Sabato, 30 settembre 1995

 

Signor Cardinale,
Venerati Fratelli nell’Episcopato e nel Sacerdozio,
Carissimi Docenti e Studenti di teologia!

1. “Ho creduto, perciò ho parlato, anche noi crediamo e perciò parliamo” (2 Cor 4, 13). Quanto afferma l’apostolo Paolo esprime in modo assai efficace lo scopo di ogni ricerca teologica: l’approfondimento dei contenuti della fede porta sempre con sé la necessità dell’annuncio e della comunicazione. Voi, Docenti di Teologia, questo lo sapete e lo vivete, e proprio su questo avete riflettuto nel corso del Congresso Internazionale di teologia fondamentale, promosso in questi giorni a Roma per celebrare i 125 anni dalla promulgazione della Costituzione dogmatica Dei Filius, del Concilio Vaticano I.

Rivolgo un particolare pensiero al Signor Cardinale Pio Laghi, Gran Cancelliere della Pontificia Università Gregoriana. Estendo il mio riconoscente saluto al Padre Giuseppe Pittau, Rettore della medesima illustre Università, al Comitato scientifico e ai relatori che hanno collaborato alla realizzazione del convegno. A tutti voi, che partecipate a questo importante incontro teologico internazionale, va il mio cordiale benvenuto.

▶ _ISTRUZIONI_:
A. Chi viene indicato nel discorso come Rettore della Pontificia Università Gregoriana?
B. Trascrivi senza modifiche il brano del discorso che inizia con "Rivolgo un particolare" e termina con "mio cordiale benvenuto.".
C. Prosegui il discorso ai docenti e agli studenti di teologia dopo l'ultima frase riportata.
Il materiale ha un'origine diversa da quella del discorso.

▶ _CONTENUTO DEL DATASET_:
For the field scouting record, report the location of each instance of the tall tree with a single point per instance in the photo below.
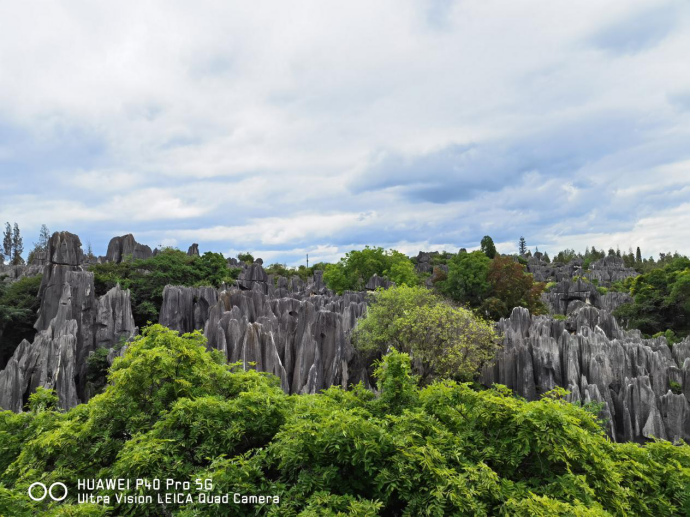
(7, 241)
(43, 237)
(17, 245)
(488, 247)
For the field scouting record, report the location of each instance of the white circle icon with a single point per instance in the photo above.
(47, 491)
(64, 495)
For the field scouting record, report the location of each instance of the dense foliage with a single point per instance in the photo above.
(493, 286)
(175, 410)
(354, 270)
(146, 278)
(19, 303)
(444, 341)
(661, 300)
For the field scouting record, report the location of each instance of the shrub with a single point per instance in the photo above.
(354, 270)
(175, 410)
(443, 340)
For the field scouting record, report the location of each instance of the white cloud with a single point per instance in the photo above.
(250, 123)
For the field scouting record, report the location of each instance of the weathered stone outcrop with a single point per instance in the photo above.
(121, 248)
(186, 309)
(603, 272)
(11, 273)
(71, 324)
(569, 295)
(298, 331)
(424, 262)
(597, 361)
(609, 269)
(253, 275)
(378, 282)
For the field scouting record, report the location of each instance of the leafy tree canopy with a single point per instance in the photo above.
(467, 278)
(175, 410)
(443, 340)
(488, 247)
(354, 270)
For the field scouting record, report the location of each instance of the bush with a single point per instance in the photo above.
(443, 340)
(19, 305)
(175, 410)
(675, 387)
(358, 266)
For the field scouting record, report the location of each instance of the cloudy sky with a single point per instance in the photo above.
(283, 128)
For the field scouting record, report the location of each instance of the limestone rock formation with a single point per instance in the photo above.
(120, 248)
(567, 296)
(253, 275)
(604, 272)
(597, 361)
(609, 269)
(11, 273)
(424, 262)
(298, 331)
(71, 324)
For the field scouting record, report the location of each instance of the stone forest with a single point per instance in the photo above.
(511, 384)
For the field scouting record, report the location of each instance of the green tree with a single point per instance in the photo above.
(19, 305)
(522, 246)
(444, 341)
(488, 247)
(175, 410)
(661, 299)
(510, 287)
(467, 278)
(354, 270)
(17, 246)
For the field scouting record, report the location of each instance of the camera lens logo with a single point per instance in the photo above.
(47, 491)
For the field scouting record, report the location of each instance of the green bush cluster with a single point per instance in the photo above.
(146, 278)
(354, 270)
(175, 410)
(661, 300)
(492, 286)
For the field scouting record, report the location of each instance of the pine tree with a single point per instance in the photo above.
(43, 238)
(17, 246)
(488, 247)
(7, 241)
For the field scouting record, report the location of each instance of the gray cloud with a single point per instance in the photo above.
(286, 128)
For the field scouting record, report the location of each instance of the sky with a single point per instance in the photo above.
(287, 128)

▶ _SOLUZIONI_:
A. Padre Giuseppe Pittau.

B.
Rivolgo un particolare pensiero al Signor Cardinale Pio Laghi, Gran Cancelliere della Pontificia Università Gregoriana. Estendo il mio riconoscente saluto al Padre Giuseppe Pittau, Rettore della medesima illustre Università, al Comitato scientifico e ai relatori che hanno collaborato alla realizzazione del convegno. A tutti voi, che partecipate a questo importante incontro teologico internazionale, va il mio cordiale benvenuto.

C.
Durante queste intense giornate di studio avete posto al centro della vostra ricerca l’identità della Teologia Fondamentale e la sua collocazione scientifica tra fede e ragione. La relazione tra questi due poli qualifica giustamente il cammino compiuto dalla vostra disciplina teologica nel corso dei secoli e ne specifica la necessità per la vita della Chiesa, costantemente chiamata a dare ragione della propria speranza (cf. 1 Pt 3, 15).

2. Lo studio della Costituzione Dei Filius, condotto alla luce della Costituzione del successivo Concilio Vaticano Dei Verbum, permette innanzitutto di cogliere la continuità nell’insegnamento del Magistero, che presenta “id quod ubique, quod semper, quod ab omnibus creditum est” (Vincenzo di Lérins, Commonitorium 2, 5). Nello stesso tempo, esso evidenzia l’approfondimento che il depositum fidei consente e sollecita.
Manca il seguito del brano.